» WRITTEN EXERCISE
Rewrite every line of the records below as a JSON list of strings, one string per line, leaving out blank lines.

» SUPPLIED RECORDS
--- BEGIN ---

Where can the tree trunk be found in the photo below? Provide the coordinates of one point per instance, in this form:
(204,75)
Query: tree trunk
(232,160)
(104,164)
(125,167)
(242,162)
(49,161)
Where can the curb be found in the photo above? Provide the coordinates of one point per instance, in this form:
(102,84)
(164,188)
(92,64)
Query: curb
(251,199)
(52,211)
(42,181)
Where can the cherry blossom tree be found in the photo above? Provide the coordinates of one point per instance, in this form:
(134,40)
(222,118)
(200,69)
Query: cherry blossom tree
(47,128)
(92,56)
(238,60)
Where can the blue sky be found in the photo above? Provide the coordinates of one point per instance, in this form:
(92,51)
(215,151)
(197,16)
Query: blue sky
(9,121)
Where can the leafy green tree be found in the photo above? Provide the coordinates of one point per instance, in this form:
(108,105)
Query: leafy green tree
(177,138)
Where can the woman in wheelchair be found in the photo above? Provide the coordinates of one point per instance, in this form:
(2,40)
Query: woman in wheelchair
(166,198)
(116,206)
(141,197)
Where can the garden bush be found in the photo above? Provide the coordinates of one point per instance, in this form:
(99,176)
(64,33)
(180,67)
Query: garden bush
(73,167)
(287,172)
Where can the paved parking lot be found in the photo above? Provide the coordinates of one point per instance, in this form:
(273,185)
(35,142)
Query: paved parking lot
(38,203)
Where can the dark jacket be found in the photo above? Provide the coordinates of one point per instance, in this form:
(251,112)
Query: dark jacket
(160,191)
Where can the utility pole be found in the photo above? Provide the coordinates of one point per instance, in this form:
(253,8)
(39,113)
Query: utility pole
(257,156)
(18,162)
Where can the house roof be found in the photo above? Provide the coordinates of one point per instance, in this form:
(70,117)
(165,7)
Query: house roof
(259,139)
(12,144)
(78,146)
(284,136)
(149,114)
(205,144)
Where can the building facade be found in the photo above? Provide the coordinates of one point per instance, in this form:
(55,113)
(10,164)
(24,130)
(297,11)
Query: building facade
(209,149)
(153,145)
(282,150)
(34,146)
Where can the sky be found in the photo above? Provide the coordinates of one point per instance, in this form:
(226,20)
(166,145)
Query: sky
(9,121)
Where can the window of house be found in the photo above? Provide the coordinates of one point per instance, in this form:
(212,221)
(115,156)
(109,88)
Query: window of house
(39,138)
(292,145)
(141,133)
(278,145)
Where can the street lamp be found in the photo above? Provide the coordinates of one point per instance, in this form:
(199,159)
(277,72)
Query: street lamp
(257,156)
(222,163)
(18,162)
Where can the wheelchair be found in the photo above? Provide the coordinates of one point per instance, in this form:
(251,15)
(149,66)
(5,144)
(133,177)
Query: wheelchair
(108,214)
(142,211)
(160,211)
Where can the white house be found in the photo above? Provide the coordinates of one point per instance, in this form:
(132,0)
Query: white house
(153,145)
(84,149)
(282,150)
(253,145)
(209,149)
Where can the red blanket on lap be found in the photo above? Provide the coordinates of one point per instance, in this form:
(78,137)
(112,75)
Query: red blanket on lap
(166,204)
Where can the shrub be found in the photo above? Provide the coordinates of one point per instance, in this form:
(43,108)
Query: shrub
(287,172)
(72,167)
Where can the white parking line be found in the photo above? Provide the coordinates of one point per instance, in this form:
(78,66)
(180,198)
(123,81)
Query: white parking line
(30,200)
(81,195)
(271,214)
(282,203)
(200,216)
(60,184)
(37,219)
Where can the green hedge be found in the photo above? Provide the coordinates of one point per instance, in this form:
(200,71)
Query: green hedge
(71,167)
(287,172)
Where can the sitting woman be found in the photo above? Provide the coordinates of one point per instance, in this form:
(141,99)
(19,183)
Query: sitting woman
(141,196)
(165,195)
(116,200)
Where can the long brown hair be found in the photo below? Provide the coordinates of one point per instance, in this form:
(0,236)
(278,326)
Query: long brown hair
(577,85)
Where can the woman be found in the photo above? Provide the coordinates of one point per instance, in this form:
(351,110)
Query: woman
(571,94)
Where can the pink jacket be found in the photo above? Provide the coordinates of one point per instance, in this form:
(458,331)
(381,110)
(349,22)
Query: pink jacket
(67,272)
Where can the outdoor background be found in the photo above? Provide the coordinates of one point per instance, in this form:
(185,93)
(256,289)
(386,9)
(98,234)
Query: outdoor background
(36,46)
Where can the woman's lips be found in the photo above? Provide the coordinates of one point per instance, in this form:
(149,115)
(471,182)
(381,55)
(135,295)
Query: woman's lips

--- END ---

» ANSWER TO THIS TASK
[
  "Where can the tree trunk be found in the photo below? Provide the coordinates of one point per instance, in this form:",
  "(204,75)",
  "Query: tree trunk",
  "(232,160)",
  "(104,164)",
  "(125,167)",
  "(242,162)",
  "(49,161)",
  "Where can the curb be found in the photo above? Provide the coordinates of one point per instance, in this form:",
  "(102,84)",
  "(164,188)",
  "(92,64)",
  "Query: curb",
  "(251,199)",
  "(52,211)",
  "(42,181)",
  "Where can the cherry blossom tree be found in the photo above? Provide the coordinates of one point per instance, in this form:",
  "(134,40)",
  "(222,118)",
  "(200,69)",
  "Query: cherry blossom tree",
  "(47,128)",
  "(92,56)",
  "(238,60)",
  "Where can the blue sky be found in the photo above? Provide the coordinates of one point per instance, in this form:",
  "(92,51)",
  "(215,151)",
  "(197,16)",
  "Query: blue sky",
  "(9,121)",
  "Where can the leafy green tree be found in the photo above? Provide the coordinates of one point per instance, in this form:",
  "(108,105)",
  "Query: leafy green tree",
  "(177,138)",
  "Where can the woman in wheelchair be found in the photo above? Provide the coordinates of one point per instance, in this form:",
  "(2,40)",
  "Query: woman in wheelchair",
  "(166,198)",
  "(116,206)",
  "(141,197)",
  "Where can the garden bush be found in the photo above? Provide the coordinates of one point per instance, in this form:",
  "(99,176)",
  "(64,33)",
  "(180,67)",
  "Query: garden bush",
  "(73,167)",
  "(287,172)",
  "Where can the paved parking lot be found in the photo above? Provide the coordinates of one point per instance, in this form:",
  "(273,185)",
  "(35,142)",
  "Query: paved parking lot",
  "(38,203)",
  "Where can the dark jacket be found in the photo above? Provide the coordinates of one point per instance, in this form:",
  "(251,112)",
  "Query: dark jacket",
  "(160,191)",
  "Where can the utility pole be found in the photo above? Provide the coordinates of one point per instance, in this form:",
  "(253,8)",
  "(39,113)",
  "Query: utility pole",
  "(257,156)",
  "(18,162)",
  "Where can the house roof be found in the photo above? Provide the coordinates of one point per instance, in this form:",
  "(70,117)",
  "(165,7)",
  "Query: house roof",
  "(259,139)",
  "(12,144)",
  "(78,146)",
  "(284,136)",
  "(149,114)",
  "(205,144)",
  "Where can the building facade be found in the photo above? Provide the coordinates of one point per instance, in this form:",
  "(55,113)",
  "(10,164)",
  "(24,130)",
  "(297,11)",
  "Query: building facade",
  "(209,149)",
  "(153,145)",
  "(282,150)",
  "(34,146)",
  "Where can the sky be found in the photo above? Provide the coordinates of one point per instance, in this form:",
  "(226,20)",
  "(166,145)",
  "Query: sky",
  "(9,121)",
  "Where can the window of house be found in the photo above? Provide the coordinates of one point per instance, in this form:",
  "(212,221)",
  "(115,156)",
  "(109,88)",
  "Query: window of house",
  "(39,138)",
  "(292,145)",
  "(141,133)",
  "(278,145)",
  "Where can the street lamp be found in the photo above? Provide the coordinates of one point per instance, in this form:",
  "(199,159)",
  "(277,72)",
  "Query: street lamp",
  "(257,156)",
  "(222,163)",
  "(18,162)",
  "Where can the wheelchair be found in the photo above? Provide the coordinates of one point per instance, in this form:",
  "(251,15)",
  "(149,66)",
  "(5,144)",
  "(133,177)",
  "Query: wheelchair",
  "(108,214)",
  "(142,211)",
  "(160,211)",
  "Where can the white house be found in the photo above? Provide the coordinates of one point per instance, in this form:",
  "(132,0)",
  "Query: white house",
  "(153,145)",
  "(84,149)",
  "(282,150)",
  "(253,145)",
  "(209,149)",
  "Where can the red blanket on lap be found in the photo above? Provide the coordinates of one point per instance, in this form:",
  "(78,137)",
  "(112,75)",
  "Query: red blanket on lap",
  "(166,204)",
  "Where can the shrub be found in the photo above? Provide the coordinates of one point per instance, in this form:",
  "(43,108)",
  "Query: shrub",
  "(287,172)",
  "(72,167)",
  "Where can the white parking line be found in the photo above? Provide the coordinates of one point per instance, in this form:",
  "(78,66)",
  "(180,198)",
  "(123,81)",
  "Query: white parking line",
  "(30,200)",
  "(81,195)",
  "(271,214)",
  "(282,203)",
  "(200,216)",
  "(60,184)",
  "(37,219)",
  "Where can the green hedge be found in the photo above? Provide the coordinates of one point per instance, in this form:",
  "(200,71)",
  "Query: green hedge",
  "(71,167)",
  "(287,172)",
  "Where can the sitting woman be found in the photo above? Provide the coordinates of one point per instance, in this form:",
  "(141,99)",
  "(19,183)",
  "Query: sitting woman",
  "(141,196)",
  "(165,195)",
  "(116,200)",
  "Where can the long brown hair be found in the photo below? Provide the coordinates of one point per instance, in this form:",
  "(0,236)",
  "(278,326)",
  "Query: long brown hair",
  "(577,85)",
  "Where can the woman be found in the photo above? Provide the coordinates of one point per instance, in this form:",
  "(351,110)",
  "Query: woman",
  "(571,94)",
  "Where can the pink jacket be found in the photo above? Provide the coordinates of one point per instance, in this form:",
  "(458,331)",
  "(381,110)",
  "(349,22)",
  "Query: pink jacket",
  "(67,272)",
  "Where can the outdoor background be found in the photo above? Provide the coordinates of one point per instance, in this form:",
  "(185,93)",
  "(256,289)",
  "(386,9)",
  "(98,234)",
  "Query: outdoor background",
  "(36,46)",
  "Where can the woman's lips be found in the photo above? Provide the coordinates of one point per instance, in this form:",
  "(149,115)",
  "(471,182)",
  "(381,55)",
  "(135,295)",
  "Query: woman's lips"
]